▸ Vorliegender Text:
Guten Tag,

Grundgesetz im Wortsinn ist in Deutschland seit Monaten nicht das Grundgesetz, sondern das Infektionsschutzgesetz. Das wird wohl noch längere Zeit so bleiben. Das Infektionsschutzgesetz ist das Gesetz, welches das gesamte öffentliche und private Leben in Corona-Zeiten begleitet, bestimmt und zwangsläufig behindert. Es ist die Grundlage für Maßnahmen, die zu „beispiellosen Freiheitsbeschränkungen geführt haben“ und bei denen es sich „um die schwersten Eingriffe seit Bestehen der Bundesrepublik Deutschland“ handelt.

Beispiellose Steuerung des Lebens

Das Zitat stammt nicht von mir, das Zitat steht auch nicht in der Anmeldung zu einer der umstrittenen Großdemonstrationen in Berlin, es steht in der ersten umfassenden wissenschaftlichen Veröffentlichung zu den Corona-Gesetzen und Corona-Verordnungen: „Das neue Infektionsschutzrecht“, erschienen soeben im Nomos-Verlag. Herausgeber ist Sebastian Kluckert, Professor für Öffentliches Recht, insbesondere Öffentliches Wirtschaftsrecht und Sozialrecht an der Bergischen Universität Wuppertal. 18 Fachleute schreiben auf knapp fünfhundert Seiten zu einer Materie, die früher „Seuchenrecht“ hieß und deren wissenschaftliche Aufarbeitung bisher kaum stattgefunden hat, die aber in den vergangenen Monaten ins politische, gesellschaftliche und juristische Zentrum gerückt ist.

Auf den fünfhundert Seiten taucht immer wieder das Wort „beispiellos“ auf. Andreas Fleischfresser, Vorsitzender Richter am Verwaltungsgericht Köln, schreibt in seiner Abhandlung über die flächendeckenden Verhütungs- und Bekämpfungsmaßnahmen, über „Lockdown“ und „Massenquarantäne“, es handele sich um „eine bislang beispiellose Steuerung des gesamten gesellschaftlichen Lebens“.

Beispiellos – es ist dies ein Wort, das in juristischen Abhandlungen eigentlich eher untypisch ist. Es zeigt aber an, wie außergewöhnlich nicht nur die virologische sondern auch die rechtliche Lage ist.

▸ Gezeigtes Material:
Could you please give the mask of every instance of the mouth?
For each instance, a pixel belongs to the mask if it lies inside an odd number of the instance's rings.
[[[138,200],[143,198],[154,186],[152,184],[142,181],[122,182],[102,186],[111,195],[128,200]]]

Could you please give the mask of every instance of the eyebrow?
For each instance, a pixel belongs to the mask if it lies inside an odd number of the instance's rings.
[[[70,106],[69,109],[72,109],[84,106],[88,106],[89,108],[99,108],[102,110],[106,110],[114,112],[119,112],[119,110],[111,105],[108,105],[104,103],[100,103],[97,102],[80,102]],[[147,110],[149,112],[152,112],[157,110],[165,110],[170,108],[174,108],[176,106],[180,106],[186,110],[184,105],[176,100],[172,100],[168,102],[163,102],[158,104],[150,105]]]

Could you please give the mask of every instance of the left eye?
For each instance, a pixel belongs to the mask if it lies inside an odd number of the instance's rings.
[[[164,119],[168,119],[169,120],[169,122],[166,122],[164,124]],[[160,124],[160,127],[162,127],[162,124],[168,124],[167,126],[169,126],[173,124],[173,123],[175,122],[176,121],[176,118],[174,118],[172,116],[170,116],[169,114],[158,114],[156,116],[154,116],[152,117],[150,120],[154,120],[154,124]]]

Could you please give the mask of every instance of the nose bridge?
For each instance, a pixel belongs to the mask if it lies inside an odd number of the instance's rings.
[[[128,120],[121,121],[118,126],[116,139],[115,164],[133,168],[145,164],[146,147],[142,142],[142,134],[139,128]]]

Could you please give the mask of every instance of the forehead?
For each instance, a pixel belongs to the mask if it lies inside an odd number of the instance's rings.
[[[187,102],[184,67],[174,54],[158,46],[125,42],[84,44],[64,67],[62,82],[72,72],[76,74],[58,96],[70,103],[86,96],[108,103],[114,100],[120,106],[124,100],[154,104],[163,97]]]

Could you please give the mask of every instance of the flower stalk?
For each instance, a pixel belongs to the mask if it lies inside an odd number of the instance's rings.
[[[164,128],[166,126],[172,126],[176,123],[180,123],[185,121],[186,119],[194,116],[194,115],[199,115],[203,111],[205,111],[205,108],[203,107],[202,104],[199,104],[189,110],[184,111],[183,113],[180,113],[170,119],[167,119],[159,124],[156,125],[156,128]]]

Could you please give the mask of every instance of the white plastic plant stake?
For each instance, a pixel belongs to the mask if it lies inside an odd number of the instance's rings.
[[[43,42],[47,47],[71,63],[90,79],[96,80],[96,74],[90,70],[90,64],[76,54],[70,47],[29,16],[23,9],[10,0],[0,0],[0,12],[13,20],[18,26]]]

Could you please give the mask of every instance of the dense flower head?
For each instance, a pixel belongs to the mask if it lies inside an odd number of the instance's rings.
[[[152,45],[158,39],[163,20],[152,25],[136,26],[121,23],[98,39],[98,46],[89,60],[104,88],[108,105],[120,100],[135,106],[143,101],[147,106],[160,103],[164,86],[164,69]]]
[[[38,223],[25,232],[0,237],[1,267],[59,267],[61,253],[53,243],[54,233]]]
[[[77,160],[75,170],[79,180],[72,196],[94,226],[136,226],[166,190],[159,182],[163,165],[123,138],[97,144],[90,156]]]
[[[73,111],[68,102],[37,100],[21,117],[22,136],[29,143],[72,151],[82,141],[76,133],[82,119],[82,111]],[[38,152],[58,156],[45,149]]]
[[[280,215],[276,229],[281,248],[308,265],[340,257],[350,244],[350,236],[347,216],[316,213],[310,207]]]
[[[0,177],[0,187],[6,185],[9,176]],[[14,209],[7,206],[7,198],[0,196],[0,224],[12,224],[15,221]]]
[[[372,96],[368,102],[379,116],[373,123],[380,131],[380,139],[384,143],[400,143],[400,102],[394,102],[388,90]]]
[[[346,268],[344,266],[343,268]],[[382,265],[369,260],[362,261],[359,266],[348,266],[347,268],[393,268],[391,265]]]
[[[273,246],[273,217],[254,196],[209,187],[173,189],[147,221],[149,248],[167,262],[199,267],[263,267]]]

▸ Aufgabe 1: Fassen Sie den Absatz des Textes über das Infektionsschutzgesetz, der mit „Das Zitat stammt nicht von mir“ beginnt, als Stichpunktliste zusammen und behalten Sie dabei seine wesentlichen Fakten bei.
▸ Aufgabe 2:
Beantworten Sie anhand des Textes über das Infektionsschutzgesetz die folgenden Fragen jeweils knapp:
(a) Welches Gesetz ist nach dem Text seit Monaten das „Grundgesetz im Wortsinn“?
(b) Welches Amt hat Andreas Fleischfresser inne?
(c) Welches Wort gilt laut Text als in juristischen Abhandlungen eher untypisch?
▸ Aufgabe 3: Schreiben Sie den Text über das Infektionsschutzgesetz im Anschluss an seinen letzten Satz weiter.

▸ Ergebnis 1:
- Herkunft des Zitats: nicht von der schreibenden Person und nicht aus der Anmeldung einer Großdemonstration in Berlin
- Quelle: „Das neue Infektionsschutzrecht“, die erste umfassende wissenschaftliche Veröffentlichung zu den Corona-Gesetzen und Corona-Verordnungen, soeben im Nomos-Verlag erschienen
- Herausgeber: Sebastian Kluckert, Professor für Öffentliches Recht, insbesondere Öffentliches Wirtschaftsrecht und Sozialrecht, an der Bergischen Universität Wuppertal
- Umfang: 18 Fachleute auf knapp fünfhundert Seiten
- Thema: eine Materie, die früher „Seuchenrecht“ hieß und bisher kaum wissenschaftlich aufgearbeitet wurde
- Bedeutung: in den vergangenen Monaten ins politische, gesellschaftliche und juristische Zentrum gerückt

▸ Ergebnis 2:
(a) Das Infektionsschutzgesetz.
(b) Er ist Vorsitzender Richter am Verwaltungsgericht Köln.
(c) Das Wort „beispiellos“.

▸ Ergebnis 3:
Grundrechtseinschränkungen: Der Begriff sei, so der Vorsitzende Richter, „durchaus euphemistisch gewählt“. Denn: Es „handelte sich in weiten Teilen um vollständige Verbote, denen nur durch ihre Befristung eine gewisse Milderung zuteil wurde“. Die hiermit verbundenen Rechtsprobleme seien derzeit nicht einmal ansatzweise aufgearbeitet: „Sie können auch nicht mit der Formel ‚Not kennt kein Gebot‘ relativiert werden. Denn im Rechtsstaat bedarf jeder staatliche Eingriff gesetzlicher Legitimation.“

Ausgrenzen, abschreiben?

Das Buch wird wohl in den zuständigen Innen-, Gesundheits- und Schulministerien zu Rate gezogen werden müssen, wenn es den nächsten Wochen und Monaten darum geht, ob und welche Veranstaltungen, Versammlungen und Weihnachtsmärkte stattfinden dürfen.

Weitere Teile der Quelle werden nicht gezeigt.